** begin Page excerpt **

When buzz is capital in the indie music scene, it's hard for a band to simply exist without expectations. Those few artists who desire and manage to escape the spotlight usually see an inverse effect as mystery and anonymity outweighs buzz of any other kind. But for a band like Thee Silver Mt. Zion Memorial Orchestra, or Thee Silver Mt. Zion, and sometimes just Silver Mt. Zion, staying right below the surface is just as liberating as breaking through or staying buried deep. This inevitably finds Efrim Menuck repeatedly explaining how Silver Mt. Zion is a point of reference for band members who often venture to other points of interest, most notably Godspeed You! Black Emperor which shares the majority of Zion's members. Silver Mt. Zion plays Gasa Gasa on Sunday.

Menuck's matter-of-fact reminders are a bit jarring in context of Godspeed You!, a band who took nearly a decade-long hiatus until 2012's 'Allelujah! Don't Bend! Ascend! saw widespread acclaim and top spots on numerous year-end lists. Yet it's clear traditional measures of success aren't of main import for Menuck, who was vocal about the band's rejection of the 2012 Polaris Music Prize. The $30,000 award was donated to charity, and Menuck explained it was about maintaining integrity and calling out a music industry that's always been at odds with his projects. No wonder he refers to Silver Mt. Zion as a more relaxed act and a more unified group. "Silver Mt. Zion has a lot less external and internal pressure," he says. It's free of hardheads, mostly unlike Godspeed You!, he adds.

Silver Mt. Zion has been the more consistent outfit for Menuck both in studio and on stage, which inversely influence one another. "It's all the product of us playing together in a room," he says. That collaboration has yielded seven studio albums, with Fuck Off Get Free We Pour Light on Everything released this year. Menuck says the band's just gotten noisier over the years, but there's an accessibility that's always remained among the complex, textural compositions often baring names that somehow feel shorter than the track lengths. It shares that epic folk rock element that made early Arcade Fire records so powerful.

** end Page excerpt **
** begin Supplied entries **

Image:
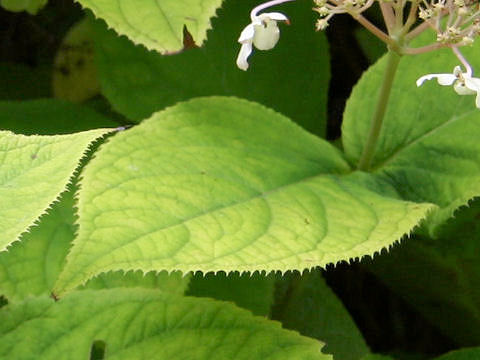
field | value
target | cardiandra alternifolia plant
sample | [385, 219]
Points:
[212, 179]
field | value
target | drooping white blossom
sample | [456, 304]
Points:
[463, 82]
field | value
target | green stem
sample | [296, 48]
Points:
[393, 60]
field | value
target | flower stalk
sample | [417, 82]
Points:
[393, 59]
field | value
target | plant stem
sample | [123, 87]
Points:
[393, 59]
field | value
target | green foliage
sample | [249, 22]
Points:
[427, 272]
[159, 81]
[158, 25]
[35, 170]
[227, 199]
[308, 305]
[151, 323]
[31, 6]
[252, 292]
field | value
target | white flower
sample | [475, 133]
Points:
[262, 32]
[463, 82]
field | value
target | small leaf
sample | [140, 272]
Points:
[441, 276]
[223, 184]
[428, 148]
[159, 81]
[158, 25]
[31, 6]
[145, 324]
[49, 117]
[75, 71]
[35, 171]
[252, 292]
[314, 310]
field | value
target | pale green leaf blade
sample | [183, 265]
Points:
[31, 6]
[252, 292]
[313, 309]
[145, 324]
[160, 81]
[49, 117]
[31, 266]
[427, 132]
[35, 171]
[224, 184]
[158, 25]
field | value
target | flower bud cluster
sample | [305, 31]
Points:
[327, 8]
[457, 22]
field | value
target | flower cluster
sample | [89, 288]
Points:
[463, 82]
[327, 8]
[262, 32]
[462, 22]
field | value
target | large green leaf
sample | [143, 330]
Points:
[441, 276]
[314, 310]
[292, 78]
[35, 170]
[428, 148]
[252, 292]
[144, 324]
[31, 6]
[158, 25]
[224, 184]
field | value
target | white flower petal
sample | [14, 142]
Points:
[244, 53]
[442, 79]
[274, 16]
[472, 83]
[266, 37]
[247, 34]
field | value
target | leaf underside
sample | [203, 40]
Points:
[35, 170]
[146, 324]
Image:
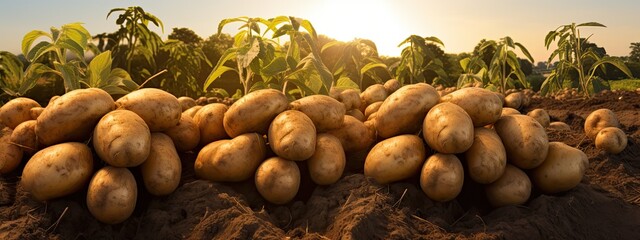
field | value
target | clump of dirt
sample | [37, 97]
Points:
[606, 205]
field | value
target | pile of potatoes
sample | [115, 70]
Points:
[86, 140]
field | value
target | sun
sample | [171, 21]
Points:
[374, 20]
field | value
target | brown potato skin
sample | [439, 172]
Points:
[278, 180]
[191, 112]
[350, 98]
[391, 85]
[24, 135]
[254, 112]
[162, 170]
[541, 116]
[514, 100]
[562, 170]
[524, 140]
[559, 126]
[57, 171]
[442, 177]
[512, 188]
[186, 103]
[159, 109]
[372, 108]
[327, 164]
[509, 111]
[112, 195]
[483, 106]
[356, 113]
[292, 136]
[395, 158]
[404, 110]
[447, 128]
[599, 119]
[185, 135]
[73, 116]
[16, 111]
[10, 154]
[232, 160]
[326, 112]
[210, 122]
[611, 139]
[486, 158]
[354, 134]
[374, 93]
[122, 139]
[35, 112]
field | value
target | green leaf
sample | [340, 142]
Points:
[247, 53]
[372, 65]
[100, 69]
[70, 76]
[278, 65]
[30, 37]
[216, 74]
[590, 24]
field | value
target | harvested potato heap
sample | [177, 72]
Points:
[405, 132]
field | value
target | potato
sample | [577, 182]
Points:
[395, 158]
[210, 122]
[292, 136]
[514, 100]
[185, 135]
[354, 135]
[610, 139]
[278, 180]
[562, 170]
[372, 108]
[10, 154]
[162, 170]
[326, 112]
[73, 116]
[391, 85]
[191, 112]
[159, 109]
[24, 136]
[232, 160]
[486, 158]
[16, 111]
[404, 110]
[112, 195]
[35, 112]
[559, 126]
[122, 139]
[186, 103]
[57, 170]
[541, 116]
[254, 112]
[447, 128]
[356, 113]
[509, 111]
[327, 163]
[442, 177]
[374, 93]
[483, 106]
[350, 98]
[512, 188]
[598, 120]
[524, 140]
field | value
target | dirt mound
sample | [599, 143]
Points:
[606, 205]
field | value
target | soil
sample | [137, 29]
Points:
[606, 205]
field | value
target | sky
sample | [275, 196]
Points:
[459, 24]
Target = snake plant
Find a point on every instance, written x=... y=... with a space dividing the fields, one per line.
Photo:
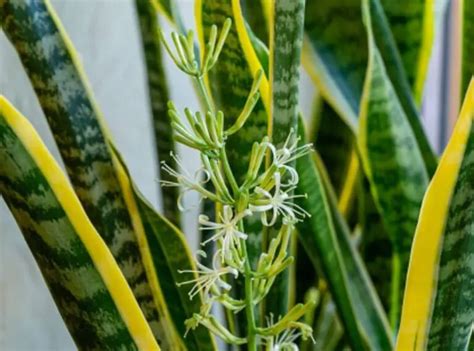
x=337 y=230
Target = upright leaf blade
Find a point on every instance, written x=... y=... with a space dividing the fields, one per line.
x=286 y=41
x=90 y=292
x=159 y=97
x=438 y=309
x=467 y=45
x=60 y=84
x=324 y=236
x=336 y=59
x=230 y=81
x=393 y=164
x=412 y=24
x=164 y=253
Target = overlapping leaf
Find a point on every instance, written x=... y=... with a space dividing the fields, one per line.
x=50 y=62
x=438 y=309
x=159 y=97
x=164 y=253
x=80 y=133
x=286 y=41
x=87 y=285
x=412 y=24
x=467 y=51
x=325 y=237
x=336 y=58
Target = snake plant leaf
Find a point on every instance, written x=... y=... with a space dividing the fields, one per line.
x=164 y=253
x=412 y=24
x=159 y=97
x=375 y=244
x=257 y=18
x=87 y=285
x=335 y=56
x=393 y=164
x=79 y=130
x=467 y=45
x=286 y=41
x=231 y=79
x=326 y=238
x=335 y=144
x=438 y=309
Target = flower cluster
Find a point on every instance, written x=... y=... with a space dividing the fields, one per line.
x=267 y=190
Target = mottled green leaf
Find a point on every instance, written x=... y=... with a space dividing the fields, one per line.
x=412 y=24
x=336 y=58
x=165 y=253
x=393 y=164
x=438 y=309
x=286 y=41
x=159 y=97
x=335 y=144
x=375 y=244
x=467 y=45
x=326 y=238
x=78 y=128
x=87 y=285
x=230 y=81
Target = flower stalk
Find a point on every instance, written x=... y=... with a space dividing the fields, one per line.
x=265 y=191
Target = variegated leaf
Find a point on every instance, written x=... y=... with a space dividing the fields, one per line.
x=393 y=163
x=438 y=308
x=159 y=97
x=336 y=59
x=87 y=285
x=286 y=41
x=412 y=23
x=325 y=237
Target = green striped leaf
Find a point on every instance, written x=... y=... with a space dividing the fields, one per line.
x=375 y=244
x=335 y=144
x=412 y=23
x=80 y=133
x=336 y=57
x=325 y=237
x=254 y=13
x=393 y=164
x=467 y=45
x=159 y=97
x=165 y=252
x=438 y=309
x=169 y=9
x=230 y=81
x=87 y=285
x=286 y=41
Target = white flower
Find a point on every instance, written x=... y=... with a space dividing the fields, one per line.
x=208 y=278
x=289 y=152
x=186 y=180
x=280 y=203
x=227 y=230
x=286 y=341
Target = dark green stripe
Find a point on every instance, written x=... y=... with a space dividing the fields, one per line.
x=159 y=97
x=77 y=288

** end Supplied entries **
** begin Supplied entries **

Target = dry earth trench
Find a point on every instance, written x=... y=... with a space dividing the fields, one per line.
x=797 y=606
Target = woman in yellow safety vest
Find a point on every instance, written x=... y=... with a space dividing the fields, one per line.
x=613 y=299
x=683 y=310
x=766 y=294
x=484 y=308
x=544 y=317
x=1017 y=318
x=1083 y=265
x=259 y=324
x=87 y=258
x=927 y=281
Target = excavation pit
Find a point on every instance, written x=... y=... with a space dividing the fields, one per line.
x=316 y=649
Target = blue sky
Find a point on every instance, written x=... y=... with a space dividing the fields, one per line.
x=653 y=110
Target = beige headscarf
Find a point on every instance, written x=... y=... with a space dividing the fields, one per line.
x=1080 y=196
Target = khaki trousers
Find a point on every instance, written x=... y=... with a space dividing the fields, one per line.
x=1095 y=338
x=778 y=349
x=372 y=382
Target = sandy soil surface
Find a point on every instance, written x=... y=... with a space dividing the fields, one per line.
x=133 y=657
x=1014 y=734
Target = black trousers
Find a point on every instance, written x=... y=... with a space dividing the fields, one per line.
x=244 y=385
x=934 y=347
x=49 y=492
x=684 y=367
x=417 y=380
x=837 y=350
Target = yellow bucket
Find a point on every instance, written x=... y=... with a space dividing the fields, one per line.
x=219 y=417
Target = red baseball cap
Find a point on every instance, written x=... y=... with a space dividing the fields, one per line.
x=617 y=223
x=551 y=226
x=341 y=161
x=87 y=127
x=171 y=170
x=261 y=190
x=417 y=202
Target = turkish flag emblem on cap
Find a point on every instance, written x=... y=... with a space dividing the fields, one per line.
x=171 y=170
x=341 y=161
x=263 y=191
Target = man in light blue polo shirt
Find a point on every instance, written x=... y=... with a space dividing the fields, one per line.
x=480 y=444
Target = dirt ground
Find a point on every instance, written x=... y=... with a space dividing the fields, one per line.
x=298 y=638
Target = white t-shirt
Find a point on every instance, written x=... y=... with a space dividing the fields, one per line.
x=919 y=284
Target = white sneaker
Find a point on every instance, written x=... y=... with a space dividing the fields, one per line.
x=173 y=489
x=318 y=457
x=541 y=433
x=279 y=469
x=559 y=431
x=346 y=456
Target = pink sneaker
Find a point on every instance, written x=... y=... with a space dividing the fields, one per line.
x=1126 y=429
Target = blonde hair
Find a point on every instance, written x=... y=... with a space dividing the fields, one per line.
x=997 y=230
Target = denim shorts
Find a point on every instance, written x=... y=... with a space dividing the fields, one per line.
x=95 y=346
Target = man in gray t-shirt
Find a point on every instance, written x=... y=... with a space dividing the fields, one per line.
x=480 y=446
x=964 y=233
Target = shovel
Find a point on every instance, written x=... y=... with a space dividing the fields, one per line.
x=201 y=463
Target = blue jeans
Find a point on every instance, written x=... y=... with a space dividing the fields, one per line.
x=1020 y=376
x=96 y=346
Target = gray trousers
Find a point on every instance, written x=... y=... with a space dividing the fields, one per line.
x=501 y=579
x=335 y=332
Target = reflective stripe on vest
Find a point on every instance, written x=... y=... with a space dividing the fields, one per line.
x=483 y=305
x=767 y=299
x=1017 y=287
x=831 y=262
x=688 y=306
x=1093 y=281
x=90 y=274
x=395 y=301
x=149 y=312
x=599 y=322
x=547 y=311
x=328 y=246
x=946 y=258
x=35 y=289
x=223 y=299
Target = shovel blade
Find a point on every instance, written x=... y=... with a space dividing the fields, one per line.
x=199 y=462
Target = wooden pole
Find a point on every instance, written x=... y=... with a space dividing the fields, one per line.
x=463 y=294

** end Supplied entries **

**Exercise task A**
Return every line of the records that contains the string "cluster".
**Exercise task B**
Pick up the article about the band Silver Mt. Zion after its last sentence and continue it.
The records have no connection to the article about Silver Mt. Zion.

**Response A**
target | flower bud cluster
target | flower cluster
Target = flower cluster

**Response B**
But Silver Mt. Zion is more steadfast than its fellow Canadians, which have moved farther away from that shared characteristic with each subsequent release. Menuck doesn't hide that Silver Mt. Zion goes mostly unchanged from album to album. It's not a conscious effort but a natural desire to keep doing what works. One example is Menuck's preferred production methods, which he considers old fashioned. It's certainly different enough from richly (and often overly) produced modern records. Menuck admits there are a few things he once considered music-making taboo that don't feel as wrong now, but he isn't comfortable with production trends. "In 2014, there's a way a record sounds," he explains. "There's something weird about the way we sound. That's okay."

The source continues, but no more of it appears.